-- START OF SUPPLIED ENTRIES --

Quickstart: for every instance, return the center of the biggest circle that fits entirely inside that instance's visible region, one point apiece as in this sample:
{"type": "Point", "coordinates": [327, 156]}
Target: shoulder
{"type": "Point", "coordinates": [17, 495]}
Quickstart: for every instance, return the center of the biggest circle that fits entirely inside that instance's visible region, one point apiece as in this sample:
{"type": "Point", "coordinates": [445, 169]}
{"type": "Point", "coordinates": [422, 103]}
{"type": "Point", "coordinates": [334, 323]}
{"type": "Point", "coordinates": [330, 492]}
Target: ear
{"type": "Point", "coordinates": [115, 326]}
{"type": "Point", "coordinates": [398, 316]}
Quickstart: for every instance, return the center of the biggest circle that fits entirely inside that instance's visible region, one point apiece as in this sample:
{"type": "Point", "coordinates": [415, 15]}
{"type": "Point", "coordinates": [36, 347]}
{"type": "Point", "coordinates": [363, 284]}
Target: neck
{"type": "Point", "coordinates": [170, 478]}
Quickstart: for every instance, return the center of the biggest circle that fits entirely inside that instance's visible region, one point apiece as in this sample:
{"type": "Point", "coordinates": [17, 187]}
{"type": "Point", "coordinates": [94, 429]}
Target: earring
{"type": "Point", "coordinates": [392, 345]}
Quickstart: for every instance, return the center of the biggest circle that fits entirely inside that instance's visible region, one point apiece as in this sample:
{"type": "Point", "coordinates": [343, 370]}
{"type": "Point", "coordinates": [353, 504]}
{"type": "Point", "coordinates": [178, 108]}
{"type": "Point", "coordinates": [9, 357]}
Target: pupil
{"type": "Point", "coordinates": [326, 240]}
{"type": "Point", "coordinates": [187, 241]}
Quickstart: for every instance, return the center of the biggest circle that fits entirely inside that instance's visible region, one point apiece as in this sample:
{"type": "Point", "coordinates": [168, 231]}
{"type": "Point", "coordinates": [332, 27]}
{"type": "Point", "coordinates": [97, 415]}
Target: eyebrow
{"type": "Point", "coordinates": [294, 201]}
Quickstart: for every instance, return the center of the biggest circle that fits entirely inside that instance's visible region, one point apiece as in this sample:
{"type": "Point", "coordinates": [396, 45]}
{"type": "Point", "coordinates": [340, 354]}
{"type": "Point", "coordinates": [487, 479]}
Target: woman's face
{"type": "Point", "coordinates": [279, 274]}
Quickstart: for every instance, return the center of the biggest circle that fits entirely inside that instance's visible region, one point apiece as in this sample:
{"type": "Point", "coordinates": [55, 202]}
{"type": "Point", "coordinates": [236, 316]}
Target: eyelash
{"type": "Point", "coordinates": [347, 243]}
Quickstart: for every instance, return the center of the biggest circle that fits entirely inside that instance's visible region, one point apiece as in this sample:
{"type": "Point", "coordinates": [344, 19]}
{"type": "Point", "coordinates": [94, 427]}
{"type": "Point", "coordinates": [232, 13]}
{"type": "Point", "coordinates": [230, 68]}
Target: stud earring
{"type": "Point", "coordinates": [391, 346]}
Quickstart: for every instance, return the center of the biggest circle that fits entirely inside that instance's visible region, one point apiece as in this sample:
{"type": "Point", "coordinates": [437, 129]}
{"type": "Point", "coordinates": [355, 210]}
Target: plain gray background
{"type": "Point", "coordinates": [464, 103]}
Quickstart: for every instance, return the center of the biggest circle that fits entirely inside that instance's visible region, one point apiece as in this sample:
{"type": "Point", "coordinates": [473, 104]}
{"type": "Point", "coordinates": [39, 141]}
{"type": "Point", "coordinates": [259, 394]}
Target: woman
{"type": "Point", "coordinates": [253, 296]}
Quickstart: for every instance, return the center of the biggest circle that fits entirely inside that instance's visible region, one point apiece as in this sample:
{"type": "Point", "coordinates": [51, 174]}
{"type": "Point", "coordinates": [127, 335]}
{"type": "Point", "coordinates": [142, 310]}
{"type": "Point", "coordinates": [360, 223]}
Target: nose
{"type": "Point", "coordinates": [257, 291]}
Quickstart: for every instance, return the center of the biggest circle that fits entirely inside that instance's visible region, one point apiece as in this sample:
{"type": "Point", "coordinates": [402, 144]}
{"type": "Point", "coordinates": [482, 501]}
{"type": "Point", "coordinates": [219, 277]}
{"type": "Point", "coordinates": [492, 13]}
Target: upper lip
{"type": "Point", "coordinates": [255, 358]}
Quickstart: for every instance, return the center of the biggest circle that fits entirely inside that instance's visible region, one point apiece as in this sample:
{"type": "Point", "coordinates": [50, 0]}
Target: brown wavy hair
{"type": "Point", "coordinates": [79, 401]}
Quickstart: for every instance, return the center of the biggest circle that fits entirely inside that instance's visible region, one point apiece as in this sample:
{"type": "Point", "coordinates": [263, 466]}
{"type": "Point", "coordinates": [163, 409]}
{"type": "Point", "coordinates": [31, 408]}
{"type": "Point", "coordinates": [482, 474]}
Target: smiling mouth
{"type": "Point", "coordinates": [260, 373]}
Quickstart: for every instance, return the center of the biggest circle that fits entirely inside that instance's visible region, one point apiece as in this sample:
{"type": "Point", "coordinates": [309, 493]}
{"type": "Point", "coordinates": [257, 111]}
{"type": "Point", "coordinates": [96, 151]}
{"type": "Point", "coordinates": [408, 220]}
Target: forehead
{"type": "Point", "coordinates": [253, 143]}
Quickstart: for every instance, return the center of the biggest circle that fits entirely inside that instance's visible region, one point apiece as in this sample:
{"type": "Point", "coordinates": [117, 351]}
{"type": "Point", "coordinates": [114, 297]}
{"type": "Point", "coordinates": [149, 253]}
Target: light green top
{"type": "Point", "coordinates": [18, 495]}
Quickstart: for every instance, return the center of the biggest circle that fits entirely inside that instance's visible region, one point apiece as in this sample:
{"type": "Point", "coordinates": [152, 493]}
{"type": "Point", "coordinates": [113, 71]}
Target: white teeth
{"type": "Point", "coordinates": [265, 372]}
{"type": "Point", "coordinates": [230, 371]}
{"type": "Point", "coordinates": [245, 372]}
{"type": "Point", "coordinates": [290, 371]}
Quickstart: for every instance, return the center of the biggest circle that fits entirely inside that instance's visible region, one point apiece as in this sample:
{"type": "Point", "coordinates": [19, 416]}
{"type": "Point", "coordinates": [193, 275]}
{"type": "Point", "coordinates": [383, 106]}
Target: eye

-- END OF SUPPLIED ENTRIES --

### WHAT THIS TASK INVOLVES
All of the material above needs to be retyped word for word.

### RESPONSE
Quickstart: for every instance, return the center of the biggest circle that fits entirely inside that instance's visible region, one point apiece as in this sample:
{"type": "Point", "coordinates": [327, 156]}
Target: shoulder
{"type": "Point", "coordinates": [17, 495]}
Quickstart: for every instance, return the center of the biggest circle that fits entirely inside that instance's visible region, one point apiece as in this sample:
{"type": "Point", "coordinates": [445, 169]}
{"type": "Point", "coordinates": [422, 103]}
{"type": "Point", "coordinates": [334, 323]}
{"type": "Point", "coordinates": [330, 492]}
Target: ear
{"type": "Point", "coordinates": [115, 326]}
{"type": "Point", "coordinates": [398, 316]}
Quickstart: for every instance, return the center of the biggest circle that fits entirely inside that instance's visible region, one point apiece as in this sample:
{"type": "Point", "coordinates": [415, 15]}
{"type": "Point", "coordinates": [36, 347]}
{"type": "Point", "coordinates": [363, 284]}
Target: neck
{"type": "Point", "coordinates": [170, 478]}
Quickstart: for every instance, return the center of the biggest circle that fits entirely inside that instance's visible region, one point apiece as in this sample:
{"type": "Point", "coordinates": [17, 187]}
{"type": "Point", "coordinates": [94, 429]}
Target: earring
{"type": "Point", "coordinates": [392, 345]}
Quickstart: for every instance, return the center of the biggest circle that fits entirely inside that instance's visible region, one point apiece as in this sample:
{"type": "Point", "coordinates": [343, 370]}
{"type": "Point", "coordinates": [353, 504]}
{"type": "Point", "coordinates": [178, 108]}
{"type": "Point", "coordinates": [9, 357]}
Target: pupil
{"type": "Point", "coordinates": [326, 240]}
{"type": "Point", "coordinates": [187, 241]}
Quickstart: for every instance, return the center of the biggest circle that fits entirely inside that instance's visible region, one point apiece as in this sample:
{"type": "Point", "coordinates": [168, 231]}
{"type": "Point", "coordinates": [332, 27]}
{"type": "Point", "coordinates": [97, 415]}
Target: eyebrow
{"type": "Point", "coordinates": [294, 201]}
Quickstart: for every instance, return the center of the biggest circle that fits entirely inside that instance's visible region, one point apiece as in this sample:
{"type": "Point", "coordinates": [396, 45]}
{"type": "Point", "coordinates": [340, 354]}
{"type": "Point", "coordinates": [487, 479]}
Target: woman's face
{"type": "Point", "coordinates": [279, 274]}
Quickstart: for every instance, return the center of the biggest circle that fits entirely inside that instance's visible region, one point apiece as in this sample:
{"type": "Point", "coordinates": [55, 202]}
{"type": "Point", "coordinates": [236, 316]}
Target: eyelash
{"type": "Point", "coordinates": [347, 243]}
Quickstart: for every instance, return the center of the biggest circle that fits entirely inside that instance's visible region, one point apiece as in this sample:
{"type": "Point", "coordinates": [344, 19]}
{"type": "Point", "coordinates": [94, 427]}
{"type": "Point", "coordinates": [232, 13]}
{"type": "Point", "coordinates": [230, 68]}
Target: stud earring
{"type": "Point", "coordinates": [391, 346]}
Quickstart: for every instance, return the center of the biggest circle that fits entirely inside that instance's visible region, one point apiece as in this sample:
{"type": "Point", "coordinates": [437, 129]}
{"type": "Point", "coordinates": [355, 210]}
Target: plain gray background
{"type": "Point", "coordinates": [464, 103]}
Quickstart: for every instance, return the center of the biggest circle that fits entirely inside that instance's visible region, one point apiece as in this sample:
{"type": "Point", "coordinates": [473, 104]}
{"type": "Point", "coordinates": [39, 141]}
{"type": "Point", "coordinates": [259, 394]}
Target: woman
{"type": "Point", "coordinates": [253, 296]}
Quickstart: for every instance, return the center of the biggest circle that fits entirely inside that instance's visible region, one point apiece as in this sample:
{"type": "Point", "coordinates": [51, 174]}
{"type": "Point", "coordinates": [127, 335]}
{"type": "Point", "coordinates": [142, 310]}
{"type": "Point", "coordinates": [360, 223]}
Target: nose
{"type": "Point", "coordinates": [257, 291]}
Quickstart: for every instance, return the center of the biggest circle that fits entirely inside that instance's visible region, one point apiece as in this sample:
{"type": "Point", "coordinates": [402, 144]}
{"type": "Point", "coordinates": [482, 501]}
{"type": "Point", "coordinates": [219, 277]}
{"type": "Point", "coordinates": [492, 13]}
Target: upper lip
{"type": "Point", "coordinates": [255, 358]}
Quickstart: for every instance, return the center of the biggest circle that fits entirely inside that instance's visible region, one point apiece as in this sample:
{"type": "Point", "coordinates": [50, 0]}
Target: brown wavy hair
{"type": "Point", "coordinates": [79, 401]}
Quickstart: for every instance, return the center of the biggest circle that fits entirely inside that instance's visible region, one point apiece as in this sample:
{"type": "Point", "coordinates": [263, 466]}
{"type": "Point", "coordinates": [163, 409]}
{"type": "Point", "coordinates": [31, 408]}
{"type": "Point", "coordinates": [482, 474]}
Target: smiling mouth
{"type": "Point", "coordinates": [260, 373]}
Quickstart: for every instance, return the center of the biggest circle that fits entirely inside that instance's visible region, one point apiece as in this sample:
{"type": "Point", "coordinates": [309, 493]}
{"type": "Point", "coordinates": [257, 111]}
{"type": "Point", "coordinates": [96, 151]}
{"type": "Point", "coordinates": [408, 220]}
Target: forehead
{"type": "Point", "coordinates": [253, 143]}
Quickstart: for every instance, return the center of the biggest circle that fits entirely inside that instance's visible region, one point apiece as in this sample:
{"type": "Point", "coordinates": [117, 351]}
{"type": "Point", "coordinates": [114, 297]}
{"type": "Point", "coordinates": [149, 253]}
Target: light green top
{"type": "Point", "coordinates": [18, 495]}
Quickstart: for every instance, return the center of the biggest circle that fits entirely inside that instance's visible region, one point apiece as in this sample:
{"type": "Point", "coordinates": [152, 493]}
{"type": "Point", "coordinates": [113, 71]}
Target: white teeth
{"type": "Point", "coordinates": [265, 372]}
{"type": "Point", "coordinates": [230, 371]}
{"type": "Point", "coordinates": [245, 372]}
{"type": "Point", "coordinates": [290, 371]}
Quickstart: for every instance, return the center of the biggest circle that fits entirely inside that instance's visible region, one point apiece as in this sample:
{"type": "Point", "coordinates": [19, 416]}
{"type": "Point", "coordinates": [193, 275]}
{"type": "Point", "coordinates": [383, 106]}
Target: eye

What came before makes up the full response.